Your goal: How many of the lines below have "metal" in them? Say the number and nothing more.
BEGIN
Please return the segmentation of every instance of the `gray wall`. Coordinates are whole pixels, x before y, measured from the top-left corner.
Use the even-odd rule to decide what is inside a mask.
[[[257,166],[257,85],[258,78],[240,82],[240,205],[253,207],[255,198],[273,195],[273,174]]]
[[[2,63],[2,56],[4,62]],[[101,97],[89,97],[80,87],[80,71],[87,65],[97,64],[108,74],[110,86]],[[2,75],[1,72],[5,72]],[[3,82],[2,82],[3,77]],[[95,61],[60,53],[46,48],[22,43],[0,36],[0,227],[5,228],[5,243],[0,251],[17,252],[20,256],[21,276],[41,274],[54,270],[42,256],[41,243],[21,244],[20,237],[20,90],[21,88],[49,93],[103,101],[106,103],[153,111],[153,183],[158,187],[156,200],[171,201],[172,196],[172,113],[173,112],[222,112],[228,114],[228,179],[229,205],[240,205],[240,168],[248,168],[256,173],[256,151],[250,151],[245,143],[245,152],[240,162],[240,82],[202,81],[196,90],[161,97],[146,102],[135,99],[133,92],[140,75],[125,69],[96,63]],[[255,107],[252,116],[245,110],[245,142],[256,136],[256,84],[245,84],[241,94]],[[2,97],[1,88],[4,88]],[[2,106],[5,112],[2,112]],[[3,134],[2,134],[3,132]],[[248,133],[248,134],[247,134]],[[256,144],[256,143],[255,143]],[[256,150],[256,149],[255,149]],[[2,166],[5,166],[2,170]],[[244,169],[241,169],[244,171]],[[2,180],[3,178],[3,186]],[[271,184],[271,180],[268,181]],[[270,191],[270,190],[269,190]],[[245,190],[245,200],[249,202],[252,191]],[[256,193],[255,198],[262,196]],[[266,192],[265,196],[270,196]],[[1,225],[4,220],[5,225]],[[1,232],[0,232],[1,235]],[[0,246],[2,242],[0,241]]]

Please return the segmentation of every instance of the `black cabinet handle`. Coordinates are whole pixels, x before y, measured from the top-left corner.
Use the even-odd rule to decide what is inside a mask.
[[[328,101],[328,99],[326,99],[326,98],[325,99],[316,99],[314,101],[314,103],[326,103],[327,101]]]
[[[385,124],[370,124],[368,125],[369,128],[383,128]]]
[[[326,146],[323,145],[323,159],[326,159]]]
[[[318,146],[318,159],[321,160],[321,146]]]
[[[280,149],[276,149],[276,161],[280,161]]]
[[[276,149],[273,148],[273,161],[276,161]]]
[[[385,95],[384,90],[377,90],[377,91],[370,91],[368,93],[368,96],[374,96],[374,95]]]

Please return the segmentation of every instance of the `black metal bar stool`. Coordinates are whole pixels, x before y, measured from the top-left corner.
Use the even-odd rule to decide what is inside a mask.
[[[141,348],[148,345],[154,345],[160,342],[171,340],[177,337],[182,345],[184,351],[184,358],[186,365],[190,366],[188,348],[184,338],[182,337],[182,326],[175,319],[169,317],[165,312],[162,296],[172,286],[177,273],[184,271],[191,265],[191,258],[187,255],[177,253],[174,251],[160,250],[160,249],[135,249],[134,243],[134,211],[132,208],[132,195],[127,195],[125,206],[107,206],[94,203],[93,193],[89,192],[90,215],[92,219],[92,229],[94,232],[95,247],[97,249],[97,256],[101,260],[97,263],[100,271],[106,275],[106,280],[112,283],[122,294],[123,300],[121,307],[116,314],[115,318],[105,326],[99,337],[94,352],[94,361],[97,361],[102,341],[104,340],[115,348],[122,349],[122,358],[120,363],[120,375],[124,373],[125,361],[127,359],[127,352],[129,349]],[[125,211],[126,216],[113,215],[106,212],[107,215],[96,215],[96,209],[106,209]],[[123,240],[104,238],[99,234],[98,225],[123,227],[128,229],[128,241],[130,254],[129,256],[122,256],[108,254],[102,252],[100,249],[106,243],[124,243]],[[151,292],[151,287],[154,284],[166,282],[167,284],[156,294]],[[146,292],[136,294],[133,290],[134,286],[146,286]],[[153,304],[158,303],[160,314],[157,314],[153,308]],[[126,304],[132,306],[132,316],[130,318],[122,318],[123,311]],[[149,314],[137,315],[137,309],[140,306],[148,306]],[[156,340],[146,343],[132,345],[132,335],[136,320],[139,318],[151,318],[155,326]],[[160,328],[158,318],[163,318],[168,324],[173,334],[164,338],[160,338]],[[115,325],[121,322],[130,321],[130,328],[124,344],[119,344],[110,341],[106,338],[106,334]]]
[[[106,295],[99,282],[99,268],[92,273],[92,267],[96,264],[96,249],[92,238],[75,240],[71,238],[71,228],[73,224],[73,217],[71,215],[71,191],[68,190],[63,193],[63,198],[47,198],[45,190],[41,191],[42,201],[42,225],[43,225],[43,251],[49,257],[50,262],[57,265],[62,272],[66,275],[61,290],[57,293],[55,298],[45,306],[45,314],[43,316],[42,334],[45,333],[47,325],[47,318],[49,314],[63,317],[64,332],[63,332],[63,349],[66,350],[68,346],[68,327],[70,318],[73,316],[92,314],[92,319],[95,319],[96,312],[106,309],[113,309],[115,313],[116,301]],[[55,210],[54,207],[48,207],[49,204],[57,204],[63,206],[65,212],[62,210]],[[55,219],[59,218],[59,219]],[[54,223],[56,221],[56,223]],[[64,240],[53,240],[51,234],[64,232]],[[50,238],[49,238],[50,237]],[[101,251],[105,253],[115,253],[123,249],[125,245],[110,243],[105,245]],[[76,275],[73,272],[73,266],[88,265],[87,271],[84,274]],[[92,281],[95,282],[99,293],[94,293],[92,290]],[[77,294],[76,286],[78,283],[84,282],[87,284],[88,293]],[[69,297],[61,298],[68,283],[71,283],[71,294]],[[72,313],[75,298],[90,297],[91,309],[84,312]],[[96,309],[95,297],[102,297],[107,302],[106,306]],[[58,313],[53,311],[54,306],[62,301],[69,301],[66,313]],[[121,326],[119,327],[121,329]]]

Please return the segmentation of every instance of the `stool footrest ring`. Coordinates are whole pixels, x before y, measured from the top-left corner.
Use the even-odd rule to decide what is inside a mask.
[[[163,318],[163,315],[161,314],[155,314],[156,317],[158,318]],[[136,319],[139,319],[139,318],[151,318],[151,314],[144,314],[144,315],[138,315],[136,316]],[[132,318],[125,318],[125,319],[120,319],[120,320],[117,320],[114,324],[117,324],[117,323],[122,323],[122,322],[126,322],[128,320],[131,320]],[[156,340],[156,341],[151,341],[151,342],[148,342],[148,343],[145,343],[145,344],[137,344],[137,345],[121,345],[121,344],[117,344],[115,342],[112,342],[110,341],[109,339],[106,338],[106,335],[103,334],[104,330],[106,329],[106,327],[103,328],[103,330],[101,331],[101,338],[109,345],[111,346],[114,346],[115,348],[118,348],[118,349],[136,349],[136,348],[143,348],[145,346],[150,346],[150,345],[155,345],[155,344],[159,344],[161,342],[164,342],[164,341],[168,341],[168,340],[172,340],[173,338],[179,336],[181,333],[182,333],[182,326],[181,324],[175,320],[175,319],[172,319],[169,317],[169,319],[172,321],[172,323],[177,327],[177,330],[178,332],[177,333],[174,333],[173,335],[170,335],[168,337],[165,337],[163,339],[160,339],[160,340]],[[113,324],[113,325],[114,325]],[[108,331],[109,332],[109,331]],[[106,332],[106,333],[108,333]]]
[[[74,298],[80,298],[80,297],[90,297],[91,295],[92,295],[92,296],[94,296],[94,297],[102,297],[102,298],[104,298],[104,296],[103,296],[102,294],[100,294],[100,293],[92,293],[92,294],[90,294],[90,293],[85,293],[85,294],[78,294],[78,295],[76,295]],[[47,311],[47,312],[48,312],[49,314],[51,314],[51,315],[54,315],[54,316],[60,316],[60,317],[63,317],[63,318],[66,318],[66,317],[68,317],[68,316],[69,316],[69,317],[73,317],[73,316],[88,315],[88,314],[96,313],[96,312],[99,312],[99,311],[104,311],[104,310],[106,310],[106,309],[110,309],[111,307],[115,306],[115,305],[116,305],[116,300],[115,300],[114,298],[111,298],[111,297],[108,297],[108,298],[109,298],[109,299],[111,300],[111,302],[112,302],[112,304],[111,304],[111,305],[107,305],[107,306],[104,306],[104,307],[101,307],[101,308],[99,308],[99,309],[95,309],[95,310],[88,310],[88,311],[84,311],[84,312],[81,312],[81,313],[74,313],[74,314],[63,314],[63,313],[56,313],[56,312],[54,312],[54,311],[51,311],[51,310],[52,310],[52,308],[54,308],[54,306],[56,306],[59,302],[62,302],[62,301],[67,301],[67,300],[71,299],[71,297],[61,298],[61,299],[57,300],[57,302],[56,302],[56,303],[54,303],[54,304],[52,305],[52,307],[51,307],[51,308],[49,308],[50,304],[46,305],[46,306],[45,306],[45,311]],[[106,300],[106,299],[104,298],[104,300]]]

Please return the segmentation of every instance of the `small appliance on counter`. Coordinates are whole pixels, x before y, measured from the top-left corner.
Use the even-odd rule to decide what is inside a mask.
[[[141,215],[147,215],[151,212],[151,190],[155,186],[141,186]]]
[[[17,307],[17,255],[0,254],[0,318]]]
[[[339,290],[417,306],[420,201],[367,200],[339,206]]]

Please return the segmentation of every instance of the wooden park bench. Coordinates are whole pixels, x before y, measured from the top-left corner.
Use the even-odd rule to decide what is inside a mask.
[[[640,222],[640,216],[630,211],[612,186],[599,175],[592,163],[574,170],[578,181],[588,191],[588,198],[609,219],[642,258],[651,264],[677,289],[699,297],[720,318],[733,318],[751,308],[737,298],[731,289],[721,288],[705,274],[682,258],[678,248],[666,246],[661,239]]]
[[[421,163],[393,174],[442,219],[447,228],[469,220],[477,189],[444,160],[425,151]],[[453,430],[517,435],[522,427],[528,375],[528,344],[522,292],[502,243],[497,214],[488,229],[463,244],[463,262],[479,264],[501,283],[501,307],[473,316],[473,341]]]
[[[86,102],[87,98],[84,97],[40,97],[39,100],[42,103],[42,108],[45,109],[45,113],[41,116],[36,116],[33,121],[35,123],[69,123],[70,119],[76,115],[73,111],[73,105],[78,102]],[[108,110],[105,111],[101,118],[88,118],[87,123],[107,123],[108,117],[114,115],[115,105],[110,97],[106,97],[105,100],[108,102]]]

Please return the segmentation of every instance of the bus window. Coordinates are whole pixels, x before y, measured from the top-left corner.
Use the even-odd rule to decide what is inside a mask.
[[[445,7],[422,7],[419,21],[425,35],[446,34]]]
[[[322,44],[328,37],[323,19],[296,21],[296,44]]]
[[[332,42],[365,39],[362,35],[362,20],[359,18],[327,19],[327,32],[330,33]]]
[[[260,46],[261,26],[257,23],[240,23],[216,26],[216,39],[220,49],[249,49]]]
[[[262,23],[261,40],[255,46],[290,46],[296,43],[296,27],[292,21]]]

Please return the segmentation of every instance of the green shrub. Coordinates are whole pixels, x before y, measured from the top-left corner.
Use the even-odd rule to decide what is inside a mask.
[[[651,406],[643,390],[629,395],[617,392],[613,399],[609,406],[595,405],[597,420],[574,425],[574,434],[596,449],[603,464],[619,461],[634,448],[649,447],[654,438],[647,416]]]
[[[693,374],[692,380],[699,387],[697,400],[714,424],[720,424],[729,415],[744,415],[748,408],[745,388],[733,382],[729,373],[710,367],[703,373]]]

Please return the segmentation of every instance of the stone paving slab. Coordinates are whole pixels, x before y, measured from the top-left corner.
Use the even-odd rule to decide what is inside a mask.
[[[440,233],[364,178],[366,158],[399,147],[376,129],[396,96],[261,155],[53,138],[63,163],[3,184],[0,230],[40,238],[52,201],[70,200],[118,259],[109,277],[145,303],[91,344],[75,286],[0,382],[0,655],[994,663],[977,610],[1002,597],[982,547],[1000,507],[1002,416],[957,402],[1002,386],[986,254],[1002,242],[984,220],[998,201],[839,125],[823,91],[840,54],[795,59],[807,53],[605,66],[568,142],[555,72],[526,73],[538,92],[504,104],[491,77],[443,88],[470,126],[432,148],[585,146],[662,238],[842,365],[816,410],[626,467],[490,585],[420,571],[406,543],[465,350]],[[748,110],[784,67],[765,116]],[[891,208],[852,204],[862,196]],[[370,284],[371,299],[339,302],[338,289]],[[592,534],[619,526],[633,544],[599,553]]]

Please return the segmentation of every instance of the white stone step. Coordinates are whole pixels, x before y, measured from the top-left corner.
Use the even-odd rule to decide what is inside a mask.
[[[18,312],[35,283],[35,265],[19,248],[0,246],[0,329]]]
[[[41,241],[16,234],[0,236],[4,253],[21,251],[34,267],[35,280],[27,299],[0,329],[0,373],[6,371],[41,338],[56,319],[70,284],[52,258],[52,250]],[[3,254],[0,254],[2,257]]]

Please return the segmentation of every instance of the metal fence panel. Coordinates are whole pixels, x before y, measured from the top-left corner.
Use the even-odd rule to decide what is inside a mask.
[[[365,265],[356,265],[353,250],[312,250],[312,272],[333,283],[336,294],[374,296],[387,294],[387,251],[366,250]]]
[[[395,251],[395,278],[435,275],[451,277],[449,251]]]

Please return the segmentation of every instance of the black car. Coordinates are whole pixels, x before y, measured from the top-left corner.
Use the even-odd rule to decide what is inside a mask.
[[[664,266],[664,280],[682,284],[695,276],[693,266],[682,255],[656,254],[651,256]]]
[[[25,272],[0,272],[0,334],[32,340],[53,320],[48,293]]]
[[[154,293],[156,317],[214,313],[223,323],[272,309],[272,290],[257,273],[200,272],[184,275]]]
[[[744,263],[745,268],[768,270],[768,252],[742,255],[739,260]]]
END
Answer to this exercise: 2